● **AIM**
Add 24 to each coordinate in the answers of the entries below, then write out every entry again in full, requests included. Leave the numbers in the requests and in their format samples as they are.

......

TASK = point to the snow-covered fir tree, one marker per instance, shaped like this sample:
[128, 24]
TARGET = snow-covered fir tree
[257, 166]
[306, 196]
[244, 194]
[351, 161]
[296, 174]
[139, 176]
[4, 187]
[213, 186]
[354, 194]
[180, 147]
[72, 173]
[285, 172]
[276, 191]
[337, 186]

......

● **EXERCISE OUTPUT**
TASK = point to the snow-covered fir tree, one marker per instance, shaped like this sample:
[128, 24]
TARGET = snow-covered fir tree
[281, 190]
[330, 220]
[268, 218]
[375, 185]
[320, 198]
[163, 200]
[28, 211]
[237, 210]
[378, 218]
[204, 171]
[96, 197]
[309, 196]
[300, 215]
[361, 210]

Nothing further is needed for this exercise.